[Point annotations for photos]
+ + + + +

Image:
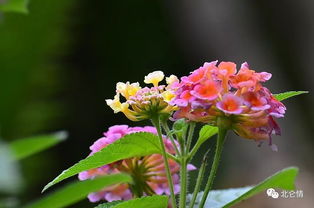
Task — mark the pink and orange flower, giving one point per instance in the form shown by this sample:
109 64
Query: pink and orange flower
148 172
219 91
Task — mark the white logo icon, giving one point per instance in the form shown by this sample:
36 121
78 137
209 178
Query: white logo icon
271 192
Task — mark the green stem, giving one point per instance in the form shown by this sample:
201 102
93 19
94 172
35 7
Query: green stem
183 180
166 128
156 123
190 136
219 145
183 172
199 180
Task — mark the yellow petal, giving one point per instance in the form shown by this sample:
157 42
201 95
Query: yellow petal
154 78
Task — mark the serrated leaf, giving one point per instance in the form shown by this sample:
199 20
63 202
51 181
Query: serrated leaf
286 95
132 145
74 192
283 179
206 132
14 6
144 202
23 148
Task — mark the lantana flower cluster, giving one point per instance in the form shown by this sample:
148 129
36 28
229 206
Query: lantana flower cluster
148 172
219 92
143 103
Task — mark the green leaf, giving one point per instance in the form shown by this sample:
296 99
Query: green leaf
109 204
286 95
132 145
14 6
283 179
79 190
155 201
23 148
205 133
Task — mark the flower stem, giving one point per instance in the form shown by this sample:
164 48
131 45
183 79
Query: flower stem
183 172
199 180
156 123
219 145
166 128
190 136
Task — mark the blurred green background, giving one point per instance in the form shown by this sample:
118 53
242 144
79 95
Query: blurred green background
61 61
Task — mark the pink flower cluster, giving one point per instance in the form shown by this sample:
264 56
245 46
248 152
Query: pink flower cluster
151 175
214 91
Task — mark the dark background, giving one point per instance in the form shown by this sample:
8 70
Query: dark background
60 62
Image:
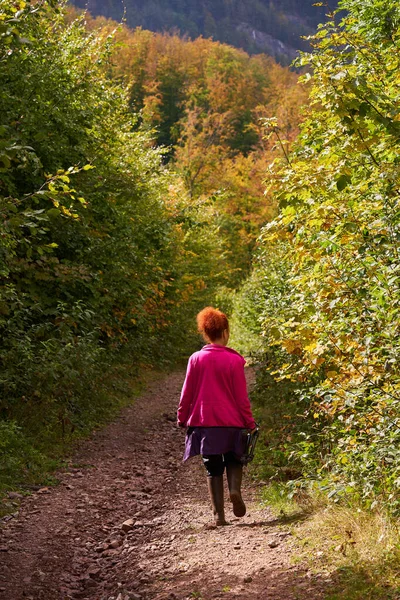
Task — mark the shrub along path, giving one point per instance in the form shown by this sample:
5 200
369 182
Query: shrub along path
68 541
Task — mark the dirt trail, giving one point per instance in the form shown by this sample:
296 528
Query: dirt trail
67 543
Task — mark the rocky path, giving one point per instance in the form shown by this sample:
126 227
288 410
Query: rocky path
127 523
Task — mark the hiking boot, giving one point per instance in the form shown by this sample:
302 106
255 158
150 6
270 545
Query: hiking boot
216 491
234 472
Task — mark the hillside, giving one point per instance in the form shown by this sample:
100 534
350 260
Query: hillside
256 25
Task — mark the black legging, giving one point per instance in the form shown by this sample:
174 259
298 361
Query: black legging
215 463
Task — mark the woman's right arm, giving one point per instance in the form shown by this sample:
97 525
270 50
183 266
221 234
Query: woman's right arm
242 398
186 395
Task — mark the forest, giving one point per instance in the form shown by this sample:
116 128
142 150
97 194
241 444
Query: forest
144 176
277 28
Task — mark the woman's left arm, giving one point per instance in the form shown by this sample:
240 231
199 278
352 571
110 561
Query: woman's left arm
186 395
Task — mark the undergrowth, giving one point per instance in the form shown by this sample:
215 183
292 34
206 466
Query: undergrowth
355 550
30 455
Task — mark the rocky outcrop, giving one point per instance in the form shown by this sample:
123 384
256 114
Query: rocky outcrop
263 42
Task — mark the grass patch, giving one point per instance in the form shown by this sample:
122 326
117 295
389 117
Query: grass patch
358 550
30 454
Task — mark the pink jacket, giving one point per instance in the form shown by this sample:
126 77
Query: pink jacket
214 393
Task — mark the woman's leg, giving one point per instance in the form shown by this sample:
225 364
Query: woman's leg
234 471
214 465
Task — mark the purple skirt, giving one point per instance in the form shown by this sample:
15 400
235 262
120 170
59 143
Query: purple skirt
214 440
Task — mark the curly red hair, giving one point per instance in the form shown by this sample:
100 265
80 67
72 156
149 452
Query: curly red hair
212 323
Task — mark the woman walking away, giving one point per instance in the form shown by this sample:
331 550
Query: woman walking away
215 408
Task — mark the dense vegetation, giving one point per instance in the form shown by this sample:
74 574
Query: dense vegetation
107 238
325 293
232 22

+ + + + +

▸ INSTRUCTIONS FOR THE TASK:
Rewrite all the records above as a numbered list, omitting any blank lines. Leave the pictures out of your answer.

▸ EXERCISE RESPONSE:
1. Image:
2. Task — mark the pink and orange flower, giving one point per instance in the form shown by this sample:
3. 109 64
4. Query: pink and orange flower
5. 148 172
6. 219 91
7. Task — mark the white logo icon, giving one point per instance in the form shown by this sample:
8. 36 121
9. 78 137
10. 209 178
11. Query: white logo icon
12. 271 192
13. Task — mark the green stem, giving one point per instance in the form shown by this sample:
14. 201 102
15. 93 19
16. 94 172
17. 35 7
18. Query: green stem
19. 183 180
20. 166 128
21. 156 123
22. 190 136
23. 219 145
24. 183 172
25. 199 180
26. Task — mark the yellow petal, giving one point per instance in the form shown by this sample:
27. 157 42
28. 201 95
29. Query: yellow petal
30. 154 78
31. Task — mark the serrated leaf, giving one point per instance in the form shown by this sample:
32. 199 20
33. 63 202
34. 51 181
35. Query: serrated leaf
36. 286 95
37. 132 145
38. 74 192
39. 283 179
40. 206 132
41. 14 6
42. 144 202
43. 23 148
44. Task — mark the lantana flower cluster, giving one point per instance in the form shown by this sample:
45. 148 129
46. 36 28
47. 229 206
48. Query: lantana flower cluster
49. 148 172
50. 219 92
51. 143 103
52. Task — mark the green leaf, giving one point per instance in the form shown by this sample:
53. 296 99
54. Query: green leaf
55. 109 204
56. 286 95
57. 132 145
58. 14 6
59. 283 179
60. 79 190
61. 155 201
62. 23 148
63. 205 133
64. Task — mark the flower stem, giving one point per instance in the form shown by this sample:
65. 164 48
66. 131 45
67. 183 79
68. Query: flower stem
69. 183 172
70. 199 180
71. 156 123
72. 219 145
73. 166 128
74. 190 136
75. Task — mark the blurred green background, giving one point per instance in the form shown by this sample:
76. 118 53
77. 242 144
78. 79 95
79. Query: blurred green background
80. 61 61
81. Task — mark the pink flower cluster, giving one point per instance in the form shown by this sample:
82. 264 56
83. 245 46
84. 248 152
85. Query: pink flower cluster
86. 151 175
87. 214 91
88. Task — mark the dark background, giving one point per instance in the form shown by this sample:
89. 8 70
90. Query: dark background
91. 60 62
92. Image:
93. Task — mark the shrub along path, giving one point per instance in the form shown by this sample:
94. 5 200
95. 369 182
96. Query: shrub along path
97. 68 541
98. Task — mark the dirt trail, giving one point per instance in the form shown by this sample:
99. 296 528
100. Query: dirt trail
101. 67 543
102. Task — mark the rocky path, giving one point per instance in the form shown by this sample:
103. 126 227
104. 288 410
105. Query: rocky path
106. 127 523
107. Task — mark the hiking boot, giving one point per instance in the form shown by this sample:
108. 302 106
109. 255 158
110. 150 6
111. 270 545
112. Query: hiking boot
113. 216 491
114. 234 472
115. Task — mark the hillside, giving one point per instance in the form shown by this sample:
116. 100 534
117. 350 260
118. Query: hillside
119. 256 25
120. Task — mark the black legging, giving one point per instance in the form shown by this sample:
121. 174 259
122. 298 361
123. Query: black legging
124. 215 463
125. Task — mark the woman's right arm, giving one point per instance in the form shown by this sample:
126. 97 525
127. 270 50
128. 183 266
129. 221 234
130. Query: woman's right arm
131. 242 398
132. 186 395
133. Task — mark the forest, giving one point per instance in the form shown by this sample:
134. 116 128
135. 142 150
136. 97 194
137. 241 444
138. Query: forest
139. 144 176
140. 277 28
141. Task — mark the woman's left arm, giving one point per instance in the form shown by this sample:
142. 240 231
143. 199 278
144. 352 571
145. 110 561
146. Query: woman's left arm
147. 186 395
148. Task — mark the undergrowth, giving one point per instance in the form shown by this sample:
149. 215 183
150. 292 34
151. 206 466
152. Query: undergrowth
153. 355 550
154. 30 455
155. Task — mark the rocky outcrop, giving one point per instance in the form shown by this sample:
156. 123 384
157. 256 114
158. Query: rocky outcrop
159. 263 42
160. Task — mark the grass patch, giving one point per instance in the form shown by this sample:
161. 122 326
162. 117 295
163. 389 117
164. Query: grass patch
165. 358 550
166. 30 454
167. Task — mark the pink jacket, giving one point per instance in the form shown by this sample:
168. 126 77
169. Query: pink jacket
170. 214 393
171. Task — mark the woman's leg, giving one point per instance in the form shown by this sample:
172. 225 364
173. Query: woman's leg
174. 234 471
175. 214 465
176. Task — mark the purple skirt, giving one point per instance in the form shown by this sample:
177. 15 400
178. 235 262
179. 120 170
180. 59 143
181. Query: purple skirt
182. 214 440
183. Task — mark the curly red hair, giving one point per instance in the form shown by this sample:
184. 100 265
185. 80 67
186. 72 156
187. 149 452
188. Query: curly red hair
189. 212 323
190. Task — mark the woman walking away, giving one point per instance in the form shown by this sample:
191. 331 550
192. Query: woman walking away
193. 215 408
194. Task — mark the dense vegetation, giving one point per instance in the form shown by this sample:
195. 74 574
196. Query: dense vegetation
197. 107 238
198. 325 293
199. 232 22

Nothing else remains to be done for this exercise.